• Aufgaben
**a.** Fasse den Interviewauszug über das Surfen auf Sylt in zwei Sätzen zusammen.
**b.** Gib den Absatz aus dem Interviewauszug über das Surfen auf Sylt, der mit „Eigentlich nur durch Zufall“ beginnt, als Stichpunktliste wieder.
**c.** Führe bitte den Interviewauszug über das Surfen auf Sylt nach der letzten Frage weiter.

• Textauszug
==*==

Du wirst nun schon seit 2004 von O’Neill gesponsert. Wie ist es dazu gekommen?
Eigentlich nur durch Zufall. Ich war Anfang 2004 in Australien und Indonesien unterwegs und hatte immer Kontakt zu meinem Freund Ole Wolsbeck, der damals noch bei Tonix in Kiel gearbeitet hat und auch O’Neill-Teamfahrer ist. Ich habe ihm ein paar Surf-Pics geschickt und eines Tages meinte er, dass noch ein Platz im O’Neill Team frei wäre. Er hätte schon mit denen gesprochen und sie hätten mich gerne dabei.

Woher nimmst du die Motivation, immer wieder in die kalte Nordsee zu springen?
Sylt ist halt meine Heimat und ich habe in diesem kalten Wasser und kurzen, meist nicht so grossen Wellen Surfen gelernt. Es ist halt „back to the roots“. [lacht]

Du bist einer der wenigen deutschen Surfer, die Aerials springen, und hast das mehr oder weniger alles in heimischen Gewässern gelernt. Das schliesst auf eine Menge Talent und Potenzial. Hast du nie darüber nachgedacht, Sylt zu verlassen und an eine Küste mit konstanten Wellen zu ziehen, um eine Karriere à la Marlon einzuschlagen?

==*==

(Datensatzeinträge)
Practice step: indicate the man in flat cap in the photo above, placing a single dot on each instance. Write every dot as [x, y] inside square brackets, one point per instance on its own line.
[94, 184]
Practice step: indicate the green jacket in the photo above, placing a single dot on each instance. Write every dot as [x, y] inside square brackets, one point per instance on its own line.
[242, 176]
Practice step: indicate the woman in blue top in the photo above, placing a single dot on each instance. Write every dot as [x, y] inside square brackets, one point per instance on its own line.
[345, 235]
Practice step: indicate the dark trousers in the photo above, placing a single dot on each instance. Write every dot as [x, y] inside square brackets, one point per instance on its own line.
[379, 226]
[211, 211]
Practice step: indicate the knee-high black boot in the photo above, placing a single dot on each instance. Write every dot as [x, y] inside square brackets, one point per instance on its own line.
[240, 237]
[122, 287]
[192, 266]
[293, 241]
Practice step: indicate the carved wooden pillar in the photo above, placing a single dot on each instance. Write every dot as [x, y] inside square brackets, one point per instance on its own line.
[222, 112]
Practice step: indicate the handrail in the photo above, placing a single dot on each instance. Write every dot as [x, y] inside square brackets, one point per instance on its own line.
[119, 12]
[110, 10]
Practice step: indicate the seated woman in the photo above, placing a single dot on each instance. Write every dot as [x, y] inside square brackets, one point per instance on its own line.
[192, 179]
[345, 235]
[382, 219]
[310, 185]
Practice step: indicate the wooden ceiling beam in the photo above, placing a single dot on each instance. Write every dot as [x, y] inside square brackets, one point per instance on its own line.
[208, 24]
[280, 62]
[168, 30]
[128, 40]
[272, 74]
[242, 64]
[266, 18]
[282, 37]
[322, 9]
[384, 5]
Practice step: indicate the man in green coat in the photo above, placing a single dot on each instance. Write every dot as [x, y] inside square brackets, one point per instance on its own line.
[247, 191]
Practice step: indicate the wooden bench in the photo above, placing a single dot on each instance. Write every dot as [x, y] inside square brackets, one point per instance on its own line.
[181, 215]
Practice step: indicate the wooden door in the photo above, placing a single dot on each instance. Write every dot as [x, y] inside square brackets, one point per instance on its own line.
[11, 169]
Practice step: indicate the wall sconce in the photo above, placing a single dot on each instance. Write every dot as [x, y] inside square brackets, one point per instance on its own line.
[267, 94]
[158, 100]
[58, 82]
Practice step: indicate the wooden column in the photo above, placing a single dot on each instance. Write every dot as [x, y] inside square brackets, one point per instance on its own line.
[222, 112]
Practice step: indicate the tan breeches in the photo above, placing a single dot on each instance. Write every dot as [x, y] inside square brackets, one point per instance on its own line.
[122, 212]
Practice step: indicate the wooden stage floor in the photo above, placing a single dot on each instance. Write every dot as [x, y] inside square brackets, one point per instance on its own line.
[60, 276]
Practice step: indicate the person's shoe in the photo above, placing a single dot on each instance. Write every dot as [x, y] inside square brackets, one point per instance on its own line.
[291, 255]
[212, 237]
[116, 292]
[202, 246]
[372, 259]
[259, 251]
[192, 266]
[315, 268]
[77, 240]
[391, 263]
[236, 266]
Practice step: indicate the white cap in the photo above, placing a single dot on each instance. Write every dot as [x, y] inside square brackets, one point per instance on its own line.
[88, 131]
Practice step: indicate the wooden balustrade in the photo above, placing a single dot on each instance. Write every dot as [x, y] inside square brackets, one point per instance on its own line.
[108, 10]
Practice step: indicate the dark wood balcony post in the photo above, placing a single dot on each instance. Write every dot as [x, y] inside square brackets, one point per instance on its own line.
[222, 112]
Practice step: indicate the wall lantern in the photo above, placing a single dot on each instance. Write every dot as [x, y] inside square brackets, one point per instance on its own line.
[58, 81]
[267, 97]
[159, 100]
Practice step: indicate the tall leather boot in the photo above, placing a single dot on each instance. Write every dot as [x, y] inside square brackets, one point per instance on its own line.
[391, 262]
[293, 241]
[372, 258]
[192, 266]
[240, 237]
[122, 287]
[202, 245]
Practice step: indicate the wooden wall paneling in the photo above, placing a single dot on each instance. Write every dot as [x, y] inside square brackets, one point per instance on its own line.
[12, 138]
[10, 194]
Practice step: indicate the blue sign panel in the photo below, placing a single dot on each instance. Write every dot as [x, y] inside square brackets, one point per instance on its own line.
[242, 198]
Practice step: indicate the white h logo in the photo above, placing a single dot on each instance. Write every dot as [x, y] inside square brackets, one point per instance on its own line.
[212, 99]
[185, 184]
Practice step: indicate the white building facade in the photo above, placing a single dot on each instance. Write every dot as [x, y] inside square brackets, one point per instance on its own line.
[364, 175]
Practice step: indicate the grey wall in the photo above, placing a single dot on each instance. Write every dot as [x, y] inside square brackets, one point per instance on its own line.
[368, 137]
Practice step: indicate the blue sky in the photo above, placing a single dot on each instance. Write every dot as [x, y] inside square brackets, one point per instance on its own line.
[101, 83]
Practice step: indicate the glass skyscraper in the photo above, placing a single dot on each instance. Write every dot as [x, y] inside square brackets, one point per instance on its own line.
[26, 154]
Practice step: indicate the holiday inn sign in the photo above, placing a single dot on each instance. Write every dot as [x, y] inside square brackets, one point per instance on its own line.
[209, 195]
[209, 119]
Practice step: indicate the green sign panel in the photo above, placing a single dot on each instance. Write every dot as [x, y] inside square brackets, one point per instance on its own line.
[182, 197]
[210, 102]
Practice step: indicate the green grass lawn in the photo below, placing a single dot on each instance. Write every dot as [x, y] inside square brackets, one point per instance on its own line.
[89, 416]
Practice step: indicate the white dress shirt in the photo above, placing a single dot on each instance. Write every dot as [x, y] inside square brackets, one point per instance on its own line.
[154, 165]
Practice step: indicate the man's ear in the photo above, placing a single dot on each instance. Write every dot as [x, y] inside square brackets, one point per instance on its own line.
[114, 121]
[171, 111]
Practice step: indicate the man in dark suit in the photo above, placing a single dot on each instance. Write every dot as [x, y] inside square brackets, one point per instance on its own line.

==*==

• Lösungen
**a.** Das Sponsoring durch O’Neill seit 2004 kam durch Zufall zustande: Ole Wolsbeck, ein Freund und selbst O’Neill-Teamfahrer, teilte mit, dass im Team noch ein Platz frei sei und man gern eine Aufnahme wolle. Die Motivation für die kalte Nordsee ergibt sich daraus, dass Sylt die Heimat ist und dort in kaltem Wasser und kurzen Wellen das Surfen gelernt wurde.

**b.**
- Zustandekommen des Sponsorings durch Zufall
- Anfang 2004 unterwegs in Australien und Indonesien
- ständiger Kontakt zu Ole Wolsbeck, damals bei Tonix in Kiel tätig und ebenfalls O’Neill-Teamfahrer
- Surf-Fotos an ihn geschickt
- Hinweis von ihm auf einen freien Platz im O’Neill-Team
- Gespräch mit O’Neill bereits geführt, Aufnahme ins Team erwünscht

**c.**
Ich bewundere natürlich Jungs wie Thomas Lange oder Marlon Lipke. Ich könnte mir aber ein so stressiges Leben nicht vorstellen, obwohl ich es gerne mal ausprobieren würde. Du reist von einem zum nächsten Contest und bist so gut wie nie zu Hause. Ich habe zwar auch schon den einen oder anderen Contest mitgesurft, allerdings würde ich mich eher als Freesurfer sehen wollen, der zum Beispiel von guten Fotos lebt. Ich würde gerne mal woanders leben und hoffe, dass dies auch noch passieren wird. Die Welt ist so gross, und wenn ich mich mal wirklich auf irgendeinem Trip irgendwo sehr heimisch fühlen sollte, bleibe ich vielleicht einfach da. Wer weiss?

Wenn man sich in Deutschland umhört, hat man in den letzten Jahren immer wieder böse Geschichten über die Sylter Szene gehört: Localism, Schlägereien etc. Was ist dran an diesen Vorwürfen?
Die böse Sylter Surf-Szene… Es gab wirklich mal Schlägereien im Wasser, auch verstärkten Localism oder Autoschäden. Ich finde aber die jetzige Local-Szene sehr entspannt. Es kommt immer darauf an, wie man sich als Tourist verhält. Das ist doch überall so. Ich finde es bloss teilweise sehr schade, wenn alle Sylter Surfer immer noch über einen Kamm geschoren werden.

Wie hat sich die Surf-Szene bei euch entwickelt? Thomas Lange war sicherlich einer der Ersten, der das New-School-Surfen auf die Insel gebracht hat. Gibt’s viele Kids, die das Shortboard dem altgedienten Longboard vorziehen?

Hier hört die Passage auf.